#### [SOURCE PASSAGE]
☆ ☆ ☆ ☆ ☆

When I first got into preparedness, I googled the heck out of all my concerns and questions. That is actually how I ended up on this forum. I have found lots of blogs and websites that talk about how much food to have, the ins and outs of food storage and other aspects of preparedness. I read lots of ideas and also found lots of lists that helped me to figure it out. If you google and look, you can find lots of lists that can be printed out about food storage, bug out bags, shelters, etc. Youtube also has excellent videos from many top notch preppers.

I had also taken an LDS Food Storage class a few decades ago with a couple friends, so that was a baseline for me. I don't know if they still offer classes, but it might be worth checking into it. Yes, they might try to recruit you. Be prepared for that too. I tell them I do not believe in their beliefs, because I do not! But I do believe in preparedness, one of the commands to their members. The LDS also put on their own preparedness fairs from time to time with their expert speakers. A good friend of mine is the preparedness leader in her local Mormon church.

Another suggestion is to go to the food storage section of this forum and read through the topics and posts that people have made. Actually, read through all of the subjects sections. You will see that there are many ideas, and we are all different in our ideas. You will be busy for quite a while if you read through what has already been posted, and you will get some ideas of what you want to do and what you do not want to do.

☆ ☆ ☆ ☆ ☆

#### [SUPPLIED DATA]
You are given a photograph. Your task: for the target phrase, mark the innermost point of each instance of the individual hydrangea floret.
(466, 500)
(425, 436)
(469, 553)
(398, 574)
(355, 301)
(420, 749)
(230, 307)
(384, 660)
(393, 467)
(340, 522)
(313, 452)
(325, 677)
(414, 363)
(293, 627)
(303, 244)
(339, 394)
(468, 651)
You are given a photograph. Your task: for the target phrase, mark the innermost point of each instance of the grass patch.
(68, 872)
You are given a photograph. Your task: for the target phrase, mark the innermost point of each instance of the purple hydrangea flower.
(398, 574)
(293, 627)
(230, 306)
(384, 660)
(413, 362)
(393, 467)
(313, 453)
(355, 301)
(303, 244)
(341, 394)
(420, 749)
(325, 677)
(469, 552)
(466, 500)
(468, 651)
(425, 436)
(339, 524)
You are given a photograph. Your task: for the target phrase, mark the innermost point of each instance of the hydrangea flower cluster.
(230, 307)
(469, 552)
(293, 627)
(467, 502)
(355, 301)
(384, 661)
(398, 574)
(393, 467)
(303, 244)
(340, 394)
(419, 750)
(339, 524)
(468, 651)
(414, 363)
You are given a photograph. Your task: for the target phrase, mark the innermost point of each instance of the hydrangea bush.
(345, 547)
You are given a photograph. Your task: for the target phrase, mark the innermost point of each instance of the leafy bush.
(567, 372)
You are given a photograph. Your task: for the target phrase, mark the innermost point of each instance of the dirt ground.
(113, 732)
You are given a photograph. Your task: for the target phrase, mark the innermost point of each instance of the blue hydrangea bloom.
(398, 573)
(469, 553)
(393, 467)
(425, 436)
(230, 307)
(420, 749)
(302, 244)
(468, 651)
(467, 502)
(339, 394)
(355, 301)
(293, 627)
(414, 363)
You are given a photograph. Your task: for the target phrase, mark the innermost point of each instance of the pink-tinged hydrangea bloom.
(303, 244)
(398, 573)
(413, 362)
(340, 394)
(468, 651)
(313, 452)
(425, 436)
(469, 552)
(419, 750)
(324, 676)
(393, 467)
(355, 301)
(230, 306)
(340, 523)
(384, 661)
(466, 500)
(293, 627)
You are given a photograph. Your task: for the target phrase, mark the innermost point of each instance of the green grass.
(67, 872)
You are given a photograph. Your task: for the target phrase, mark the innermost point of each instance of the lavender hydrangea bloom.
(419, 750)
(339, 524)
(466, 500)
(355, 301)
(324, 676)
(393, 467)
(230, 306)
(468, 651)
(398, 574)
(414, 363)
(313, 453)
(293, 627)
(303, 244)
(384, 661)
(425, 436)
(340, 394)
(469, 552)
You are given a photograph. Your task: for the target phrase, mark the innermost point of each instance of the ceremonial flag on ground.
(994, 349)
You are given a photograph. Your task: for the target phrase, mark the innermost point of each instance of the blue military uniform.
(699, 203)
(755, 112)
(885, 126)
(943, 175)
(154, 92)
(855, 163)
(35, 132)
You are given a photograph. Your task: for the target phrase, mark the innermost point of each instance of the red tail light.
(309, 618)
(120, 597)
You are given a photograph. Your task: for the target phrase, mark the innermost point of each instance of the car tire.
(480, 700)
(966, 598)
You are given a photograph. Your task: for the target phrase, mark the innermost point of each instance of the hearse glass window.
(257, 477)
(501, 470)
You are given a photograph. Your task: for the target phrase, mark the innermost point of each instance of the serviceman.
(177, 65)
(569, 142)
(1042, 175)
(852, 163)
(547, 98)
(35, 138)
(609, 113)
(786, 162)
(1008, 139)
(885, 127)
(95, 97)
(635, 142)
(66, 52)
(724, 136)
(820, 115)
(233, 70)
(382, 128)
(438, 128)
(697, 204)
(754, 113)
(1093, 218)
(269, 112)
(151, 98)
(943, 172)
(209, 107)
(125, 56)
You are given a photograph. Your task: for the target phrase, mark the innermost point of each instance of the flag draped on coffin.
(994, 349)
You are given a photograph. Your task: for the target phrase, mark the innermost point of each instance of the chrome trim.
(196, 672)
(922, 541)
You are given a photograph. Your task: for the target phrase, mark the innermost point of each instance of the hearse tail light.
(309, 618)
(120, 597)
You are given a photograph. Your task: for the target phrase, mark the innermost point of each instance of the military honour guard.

☆ ☆ ☆ ☆ ☆

#### [TASK REQUIREMENTS]
A. In the forum post about preparedness, what role does the writer's good friend hold?
B. Reproduce the forum post about preparedness word for word from "Another suggestion is" to "want to do.".
C. Carry on the forum post about preparedness, picking up after its last sentence.
The items above are separate material, apart from the forum post about preparedness.

#### [EXERCISE ANSWERS]
A. She is the preparedness leader in her local Mormon church.

B.
Another suggestion is to go to the food storage section of this forum and read through the topics and posts that people have made. Actually, read through all of the subjects sections. You will see that there are many ideas, and we are all different in our ideas. You will be busy for quite a while if you read through what has already been posted, and you will get some ideas of what you want to do and what you do not want to do.

C.
There is an LDS Preparedness Manual, that you can download for free, print and bind or put in a 3 ring binder. You can also order one that is preprinted and bound. It contains excellent information about all aspect of preparedeness: Food storage, heating, cooking, clothing, shelter, master preparedness list, emergency sanitation, generators, pandemics, quarentine, master preparedness lists and anything you want to discuss. https://www.ldsavow.com/PrepManualG...ress in order to download the LDS Prep Manual.

One of the pieces from the manual is a list of 5 level of preparedness. This has helped me immensely in planning and goal setting for my own preparedness. I typed it up and posted it here. I believe that we should all be moving forward in our preparedness skills, knowledge, fitness and equipment.
http://www.preparedsociety.com/forum/f74/levels-preparedness-11610/

Research, read and then ask questions. Once in a while, we get new members who just want to ask lots of basic questions, without seeming to have done any of their own research, but just asking questions here as a form of research. I know that for those of us who are here everyday, it can be repetitive and annoying. I think that for many of us who have been members for a while, we like to fine tune ideas. The discussion is not so much about what to store and how much, but about a particular product, successes and failures, suggestions, our own discoveries, things to avoid, etc. Also, we seem to find things in the news to post and discuss.

Prepared Society is an excellent community, but with the good comes the bad. You will see it if you hang out for a while.

Do some research!


----------



## terri9630 (Jun 2, 2016)

We raise most of our own food. We have 2 chest freezers and an upright. We have one for beef, one for pork and one for chicken, rabbits and fish. Our veggies get canned, dehydrated or are in the small refrigerator freezer. I prefer the chest freezers. Every time the upright is opened all the cold air "falls out" and makes my feet cold. Not to mention anything not stacked securely.


----------



## hunter33 (Jul 9, 2016)

I am guessing weedy gardens job on this site is to make people like me not want to use it anymore. At that, you are doing well. Do you think I haven't googled any of this before? Do you think I haven't done my own planning? Thank you for your snotty, you are better then me attitude. I now know I am wasting my time on this forum due to attitudes like yours. Enjoy your forum, I will find another


----------



## Grimm (Sep 5, 2012)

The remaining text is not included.